Referring expression pointing data
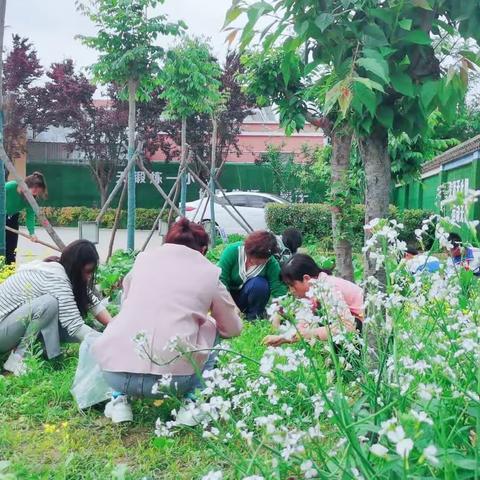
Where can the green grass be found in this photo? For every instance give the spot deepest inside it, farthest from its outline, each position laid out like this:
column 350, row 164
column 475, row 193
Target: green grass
column 44, row 436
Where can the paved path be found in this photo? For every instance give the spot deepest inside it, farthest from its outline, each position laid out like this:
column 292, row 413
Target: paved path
column 28, row 251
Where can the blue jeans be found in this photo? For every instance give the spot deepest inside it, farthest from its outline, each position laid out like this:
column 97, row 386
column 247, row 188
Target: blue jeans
column 253, row 297
column 141, row 384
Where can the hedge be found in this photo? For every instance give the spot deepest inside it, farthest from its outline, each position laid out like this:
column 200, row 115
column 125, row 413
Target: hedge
column 314, row 221
column 70, row 216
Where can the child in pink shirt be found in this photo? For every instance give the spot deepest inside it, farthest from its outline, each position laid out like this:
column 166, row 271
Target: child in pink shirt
column 299, row 273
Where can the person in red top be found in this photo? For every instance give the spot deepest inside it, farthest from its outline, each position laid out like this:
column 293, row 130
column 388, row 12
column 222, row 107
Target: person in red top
column 298, row 273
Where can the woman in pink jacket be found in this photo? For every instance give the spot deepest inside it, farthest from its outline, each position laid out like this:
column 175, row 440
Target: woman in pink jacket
column 175, row 308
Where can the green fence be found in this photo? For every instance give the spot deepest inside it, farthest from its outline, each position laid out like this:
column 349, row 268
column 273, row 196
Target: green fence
column 73, row 185
column 461, row 174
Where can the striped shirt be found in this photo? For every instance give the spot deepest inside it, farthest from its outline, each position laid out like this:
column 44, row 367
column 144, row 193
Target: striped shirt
column 45, row 278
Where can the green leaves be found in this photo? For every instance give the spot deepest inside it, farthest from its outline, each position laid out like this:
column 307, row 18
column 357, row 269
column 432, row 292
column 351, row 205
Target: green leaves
column 403, row 84
column 385, row 116
column 428, row 91
column 418, row 37
column 374, row 63
column 366, row 97
column 324, row 20
column 126, row 41
column 422, row 4
column 190, row 80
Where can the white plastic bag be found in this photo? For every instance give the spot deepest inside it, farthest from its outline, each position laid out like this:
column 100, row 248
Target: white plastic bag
column 89, row 386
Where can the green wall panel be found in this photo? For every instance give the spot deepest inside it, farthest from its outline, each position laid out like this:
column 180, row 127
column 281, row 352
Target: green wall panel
column 73, row 185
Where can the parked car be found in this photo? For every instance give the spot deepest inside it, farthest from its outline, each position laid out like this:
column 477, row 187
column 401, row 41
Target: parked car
column 250, row 205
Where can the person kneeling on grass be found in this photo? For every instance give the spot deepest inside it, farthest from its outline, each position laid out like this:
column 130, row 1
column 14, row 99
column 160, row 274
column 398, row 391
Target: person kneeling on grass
column 251, row 273
column 302, row 274
column 173, row 302
column 417, row 262
column 49, row 299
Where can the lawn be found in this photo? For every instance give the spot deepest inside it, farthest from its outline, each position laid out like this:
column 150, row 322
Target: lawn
column 44, row 436
column 403, row 403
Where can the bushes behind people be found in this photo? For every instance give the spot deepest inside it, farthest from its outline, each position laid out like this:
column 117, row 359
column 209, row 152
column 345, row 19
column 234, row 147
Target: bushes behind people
column 314, row 220
column 70, row 216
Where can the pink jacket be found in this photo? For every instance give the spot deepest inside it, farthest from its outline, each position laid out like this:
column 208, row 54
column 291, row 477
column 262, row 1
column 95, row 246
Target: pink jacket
column 352, row 293
column 169, row 293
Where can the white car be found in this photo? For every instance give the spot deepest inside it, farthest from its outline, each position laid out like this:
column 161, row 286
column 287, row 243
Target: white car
column 250, row 205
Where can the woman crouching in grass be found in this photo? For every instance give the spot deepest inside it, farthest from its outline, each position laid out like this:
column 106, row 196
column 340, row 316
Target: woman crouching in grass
column 174, row 302
column 306, row 279
column 49, row 299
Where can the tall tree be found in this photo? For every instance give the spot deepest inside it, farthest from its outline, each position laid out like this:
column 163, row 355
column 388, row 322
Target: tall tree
column 294, row 95
column 238, row 106
column 3, row 215
column 100, row 134
column 381, row 67
column 190, row 79
column 21, row 68
column 129, row 57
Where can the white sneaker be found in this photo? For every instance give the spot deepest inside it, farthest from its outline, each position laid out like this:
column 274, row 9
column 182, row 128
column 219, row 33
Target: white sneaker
column 190, row 415
column 119, row 410
column 16, row 364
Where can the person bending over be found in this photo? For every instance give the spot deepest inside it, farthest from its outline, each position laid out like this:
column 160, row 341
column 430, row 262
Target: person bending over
column 301, row 273
column 49, row 299
column 174, row 303
column 15, row 203
column 251, row 273
column 462, row 255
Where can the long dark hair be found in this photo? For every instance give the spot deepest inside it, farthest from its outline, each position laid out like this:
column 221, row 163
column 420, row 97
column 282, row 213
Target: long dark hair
column 189, row 234
column 299, row 265
column 74, row 258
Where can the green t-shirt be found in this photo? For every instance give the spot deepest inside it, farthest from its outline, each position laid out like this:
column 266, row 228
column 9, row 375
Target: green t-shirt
column 16, row 202
column 230, row 276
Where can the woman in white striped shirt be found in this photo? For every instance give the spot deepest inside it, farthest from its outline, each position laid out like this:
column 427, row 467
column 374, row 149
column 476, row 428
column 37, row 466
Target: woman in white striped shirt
column 49, row 299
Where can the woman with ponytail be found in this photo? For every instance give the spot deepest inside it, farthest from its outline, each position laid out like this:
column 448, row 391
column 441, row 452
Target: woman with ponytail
column 49, row 300
column 15, row 203
column 174, row 309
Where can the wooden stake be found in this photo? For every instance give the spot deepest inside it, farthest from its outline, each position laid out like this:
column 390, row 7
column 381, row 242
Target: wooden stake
column 41, row 242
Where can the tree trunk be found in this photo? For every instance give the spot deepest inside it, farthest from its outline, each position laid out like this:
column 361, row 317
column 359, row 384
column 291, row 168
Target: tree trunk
column 341, row 146
column 213, row 230
column 3, row 214
column 103, row 194
column 132, row 92
column 374, row 151
column 183, row 192
column 118, row 214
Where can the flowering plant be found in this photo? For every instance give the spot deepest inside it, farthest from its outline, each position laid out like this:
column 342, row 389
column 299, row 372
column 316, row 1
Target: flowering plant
column 407, row 407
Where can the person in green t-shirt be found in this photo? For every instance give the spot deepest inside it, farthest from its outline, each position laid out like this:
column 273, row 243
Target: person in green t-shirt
column 15, row 203
column 251, row 273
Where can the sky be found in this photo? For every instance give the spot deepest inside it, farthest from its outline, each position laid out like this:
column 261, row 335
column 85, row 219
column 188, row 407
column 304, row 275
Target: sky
column 51, row 25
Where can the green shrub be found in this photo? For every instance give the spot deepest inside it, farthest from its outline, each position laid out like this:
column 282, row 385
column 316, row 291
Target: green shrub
column 315, row 222
column 70, row 216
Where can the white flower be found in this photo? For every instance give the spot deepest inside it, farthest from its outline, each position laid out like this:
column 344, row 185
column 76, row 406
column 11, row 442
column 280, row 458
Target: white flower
column 213, row 475
column 308, row 469
column 421, row 417
column 379, row 450
column 396, row 434
column 404, row 447
column 430, row 454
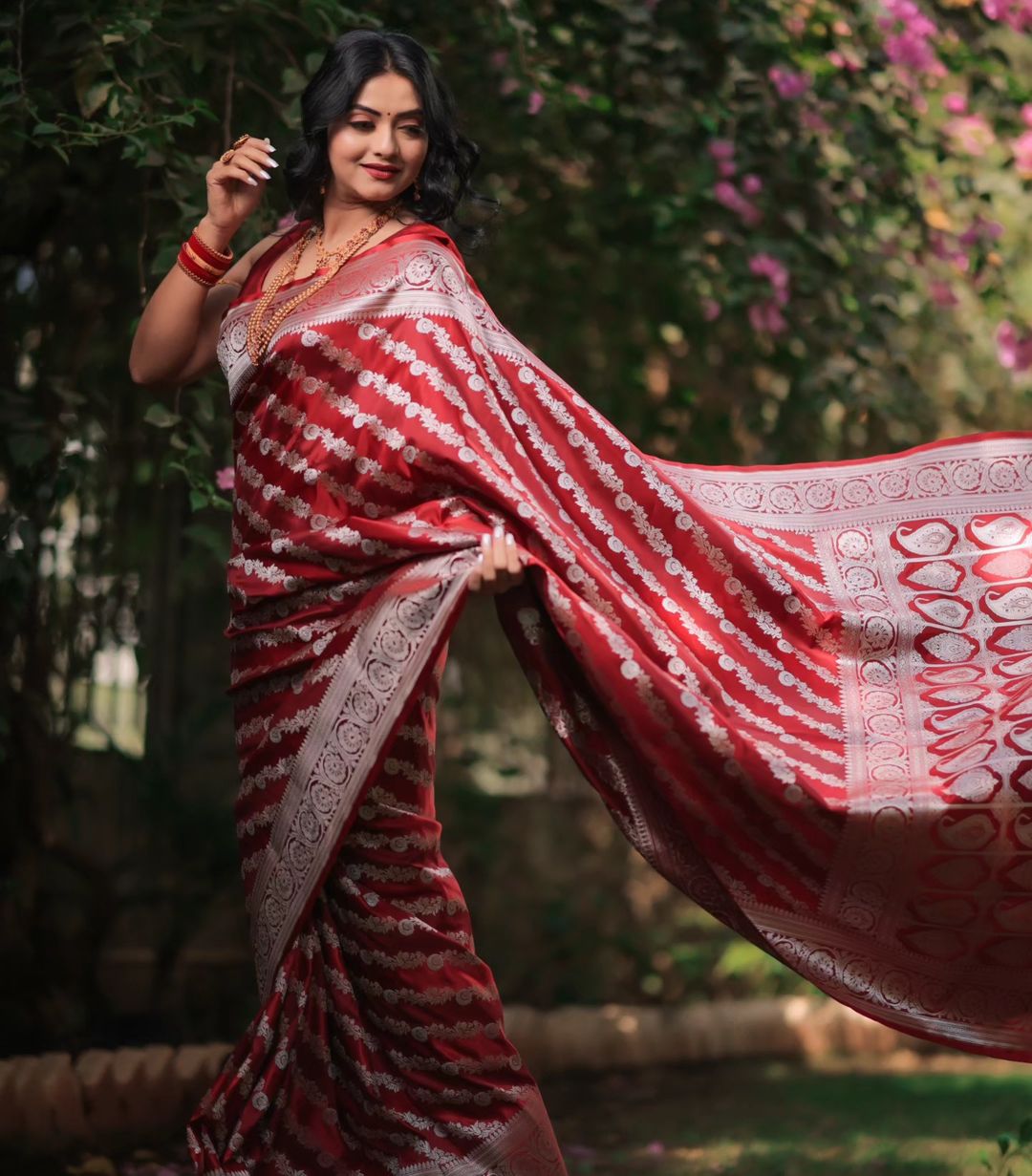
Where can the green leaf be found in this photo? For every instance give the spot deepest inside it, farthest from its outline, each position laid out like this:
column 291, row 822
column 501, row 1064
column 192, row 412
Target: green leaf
column 158, row 414
column 95, row 96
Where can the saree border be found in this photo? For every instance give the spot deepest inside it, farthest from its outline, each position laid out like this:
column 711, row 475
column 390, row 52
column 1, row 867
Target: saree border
column 361, row 703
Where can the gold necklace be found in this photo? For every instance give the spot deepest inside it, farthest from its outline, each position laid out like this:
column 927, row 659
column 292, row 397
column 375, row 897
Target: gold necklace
column 259, row 334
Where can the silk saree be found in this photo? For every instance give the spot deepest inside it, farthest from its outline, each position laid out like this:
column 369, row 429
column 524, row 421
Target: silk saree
column 804, row 694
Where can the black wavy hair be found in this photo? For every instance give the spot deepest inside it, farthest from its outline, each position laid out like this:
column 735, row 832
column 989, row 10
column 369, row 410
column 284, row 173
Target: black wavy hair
column 451, row 157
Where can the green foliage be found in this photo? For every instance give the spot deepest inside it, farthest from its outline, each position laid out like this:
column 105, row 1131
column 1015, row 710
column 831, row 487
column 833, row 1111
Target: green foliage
column 615, row 259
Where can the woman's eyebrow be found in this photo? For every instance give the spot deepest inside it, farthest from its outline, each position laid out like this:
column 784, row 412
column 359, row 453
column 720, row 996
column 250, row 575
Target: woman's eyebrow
column 401, row 115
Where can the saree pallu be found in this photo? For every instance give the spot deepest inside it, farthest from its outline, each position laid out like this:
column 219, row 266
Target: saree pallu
column 804, row 693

** Prompt **
Your answer should be the exact lines above from the one with "Where can the bushes" through the one with "column 234, row 147", both included, and nothing besides.

** Expected answer **
Where can the bushes behind people be found in this photo? For every instance give the spot deepest inside it, farthest from its outline, each position laid out like this:
column 117, row 359
column 209, row 152
column 345, row 19
column 234, row 147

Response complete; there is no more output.